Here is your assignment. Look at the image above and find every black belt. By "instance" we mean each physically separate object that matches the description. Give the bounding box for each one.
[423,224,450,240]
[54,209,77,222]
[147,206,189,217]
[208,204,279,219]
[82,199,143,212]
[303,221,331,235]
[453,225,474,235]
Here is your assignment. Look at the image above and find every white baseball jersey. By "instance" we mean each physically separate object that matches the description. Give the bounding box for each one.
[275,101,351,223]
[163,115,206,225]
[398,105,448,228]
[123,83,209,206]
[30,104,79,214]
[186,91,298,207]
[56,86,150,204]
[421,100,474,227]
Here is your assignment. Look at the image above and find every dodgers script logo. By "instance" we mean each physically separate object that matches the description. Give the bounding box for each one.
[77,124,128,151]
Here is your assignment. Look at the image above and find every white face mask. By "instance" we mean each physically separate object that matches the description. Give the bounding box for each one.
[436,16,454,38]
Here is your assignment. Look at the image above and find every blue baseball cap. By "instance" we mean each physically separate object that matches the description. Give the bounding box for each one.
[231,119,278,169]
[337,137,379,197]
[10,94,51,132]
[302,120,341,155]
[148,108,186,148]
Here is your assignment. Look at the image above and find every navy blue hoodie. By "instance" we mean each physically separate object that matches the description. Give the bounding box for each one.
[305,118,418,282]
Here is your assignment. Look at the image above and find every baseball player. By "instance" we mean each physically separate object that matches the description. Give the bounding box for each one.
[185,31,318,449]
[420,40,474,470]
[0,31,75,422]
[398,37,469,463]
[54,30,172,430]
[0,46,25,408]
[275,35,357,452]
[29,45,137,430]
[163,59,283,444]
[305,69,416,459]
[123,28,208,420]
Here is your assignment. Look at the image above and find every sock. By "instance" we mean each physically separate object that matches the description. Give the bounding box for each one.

----------------

*Stated goal:* Rescale everything from the line containing "every white baseball" down to the line containing "[77,124,128,151]", both included, by writing those records out again with their requests unchanged and every bounding box coordinate multiplied by 1.4 and rounded to a whole number, halves up. Give only those lines.

*Solved problem:*
Here is your assignment. Look at the image above and find every white baseball jersey. By "instance" we mean each physically separate object that matches the description. Give the bounding box for each one.
[385,141,491,312]
[228,161,288,315]
[557,147,627,319]
[172,116,293,288]
[42,146,111,300]
[260,127,417,290]
[78,120,210,286]
[589,140,664,318]
Here is your assignment. Look at the image above and find every dodgers script logo. By "instance" we mean each physically separate object that matches the description. Give the bounding box for each one.
[108,174,179,211]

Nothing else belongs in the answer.